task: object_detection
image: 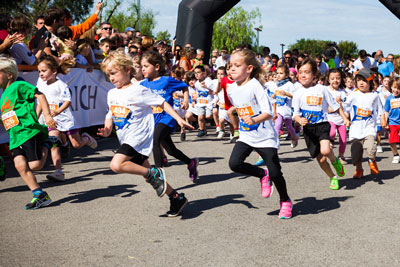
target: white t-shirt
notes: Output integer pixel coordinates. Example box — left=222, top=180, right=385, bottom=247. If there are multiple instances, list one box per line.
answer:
left=327, top=86, right=346, bottom=125
left=106, top=84, right=165, bottom=157
left=8, top=43, right=36, bottom=65
left=36, top=78, right=74, bottom=132
left=346, top=90, right=383, bottom=141
left=194, top=77, right=217, bottom=107
left=353, top=57, right=378, bottom=71
left=292, top=84, right=340, bottom=124
left=227, top=78, right=279, bottom=149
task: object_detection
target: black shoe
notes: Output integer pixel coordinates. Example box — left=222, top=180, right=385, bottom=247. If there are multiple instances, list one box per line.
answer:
left=60, top=141, right=70, bottom=159
left=181, top=133, right=186, bottom=142
left=25, top=191, right=51, bottom=210
left=147, top=168, right=167, bottom=197
left=167, top=193, right=188, bottom=217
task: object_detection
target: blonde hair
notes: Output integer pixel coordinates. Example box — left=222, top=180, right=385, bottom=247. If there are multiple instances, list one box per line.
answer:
left=0, top=56, right=18, bottom=83
left=101, top=51, right=136, bottom=78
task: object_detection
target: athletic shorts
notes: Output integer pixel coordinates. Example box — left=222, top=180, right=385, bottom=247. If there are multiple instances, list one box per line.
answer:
left=389, top=125, right=400, bottom=144
left=116, top=144, right=149, bottom=166
left=11, top=134, right=43, bottom=162
left=303, top=122, right=332, bottom=158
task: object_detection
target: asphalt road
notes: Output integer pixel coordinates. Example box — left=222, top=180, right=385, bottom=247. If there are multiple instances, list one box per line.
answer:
left=0, top=129, right=400, bottom=266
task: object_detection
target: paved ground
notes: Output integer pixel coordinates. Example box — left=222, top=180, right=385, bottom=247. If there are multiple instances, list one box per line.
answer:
left=0, top=129, right=400, bottom=266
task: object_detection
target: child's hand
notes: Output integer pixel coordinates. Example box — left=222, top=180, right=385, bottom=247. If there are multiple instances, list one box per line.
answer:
left=242, top=115, right=256, bottom=126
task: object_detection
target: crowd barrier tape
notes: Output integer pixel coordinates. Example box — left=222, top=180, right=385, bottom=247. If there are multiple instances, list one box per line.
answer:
left=0, top=69, right=114, bottom=144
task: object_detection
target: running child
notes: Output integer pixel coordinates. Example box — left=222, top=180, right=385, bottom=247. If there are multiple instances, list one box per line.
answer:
left=97, top=52, right=191, bottom=217
left=293, top=59, right=350, bottom=190
left=36, top=55, right=97, bottom=182
left=141, top=51, right=199, bottom=182
left=383, top=77, right=400, bottom=164
left=327, top=69, right=347, bottom=164
left=0, top=56, right=57, bottom=210
left=346, top=68, right=385, bottom=179
left=227, top=49, right=293, bottom=219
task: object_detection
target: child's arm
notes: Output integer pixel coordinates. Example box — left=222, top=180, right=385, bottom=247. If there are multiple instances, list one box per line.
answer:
left=35, top=91, right=57, bottom=128
left=97, top=119, right=113, bottom=137
left=160, top=101, right=194, bottom=130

○ ○ ○ ○

Réécrivez l'ensemble des enregistrements en remplaçant « object_detection » par « bounding_box », sans rien changer d'autre. Omettez les images dans votre réponse.

task: bounding_box
image: 
target: white t-shirt
notes: Output integer pixel coordinates. Example box — left=222, top=180, right=385, bottom=247. If there are multiple instances, list one box per line.
answer:
left=327, top=86, right=346, bottom=125
left=106, top=84, right=165, bottom=157
left=8, top=43, right=36, bottom=65
left=36, top=78, right=74, bottom=132
left=346, top=90, right=383, bottom=141
left=194, top=77, right=217, bottom=107
left=353, top=57, right=378, bottom=71
left=292, top=84, right=340, bottom=124
left=227, top=78, right=279, bottom=149
task: bounding_box
target: black shoe
notes: Output integer pixel coordinates. Example box — left=222, top=180, right=385, bottom=247. If there are multiple instances, list one box per line.
answer:
left=60, top=141, right=70, bottom=159
left=181, top=133, right=186, bottom=142
left=25, top=191, right=51, bottom=210
left=147, top=168, right=167, bottom=197
left=167, top=193, right=188, bottom=217
task: bounding_box
target: blonde hair
notes: Output integer pixel coordinates. Example box — left=222, top=180, right=385, bottom=247. If there are multiple instances, list one box per line.
answer:
left=0, top=56, right=18, bottom=83
left=101, top=51, right=136, bottom=78
task: bounding_box
target: athletic shorts
notes: Output integer pixel coordinates. Example box — left=222, top=180, right=385, bottom=247. If there are multiple instances, list one box per line.
answer:
left=389, top=125, right=400, bottom=144
left=116, top=144, right=149, bottom=166
left=11, top=134, right=43, bottom=162
left=303, top=122, right=332, bottom=158
task: bounding_box
target: asphalt road
notes: Output integer pixel coordinates. Example box — left=222, top=180, right=385, bottom=247. If there are multiple instances, list one box per line.
answer:
left=0, top=129, right=400, bottom=266
task: bounding_box
target: paved ground
notes: Output integer pixel coordinates. Example box — left=222, top=180, right=385, bottom=247. If there are multiple instances, list one box per line.
answer:
left=0, top=129, right=400, bottom=266
task: bounding_box
target: child's hand
notes: Output integer pixel coordinates. Example box — left=222, top=180, right=385, bottom=247. If there are multiple instances, list one box per line.
answer:
left=242, top=115, right=256, bottom=126
task: bounding_box
target: crowd barrier tape
notes: Output integer pixel coordinates. Example box — left=222, top=180, right=385, bottom=247. If there are multiple instances, list one box per line.
answer:
left=0, top=69, right=114, bottom=144
task: bounding_box
target: running child
notes: Output integer pixel coordinates. Example box — left=222, top=180, right=385, bottom=247. If there are multiple instances, list one box per line.
answer:
left=97, top=52, right=191, bottom=217
left=293, top=59, right=350, bottom=190
left=36, top=55, right=97, bottom=182
left=141, top=51, right=199, bottom=182
left=383, top=77, right=400, bottom=164
left=327, top=69, right=347, bottom=164
left=0, top=56, right=57, bottom=210
left=346, top=68, right=385, bottom=179
left=227, top=49, right=293, bottom=219
task: bounding_box
target: child's arm
notes: Output integer pixel coordinates. Example box — left=222, top=180, right=385, bottom=247. If there are multiple instances, list one box per line.
answer:
left=35, top=91, right=57, bottom=128
left=97, top=119, right=113, bottom=137
left=160, top=101, right=194, bottom=130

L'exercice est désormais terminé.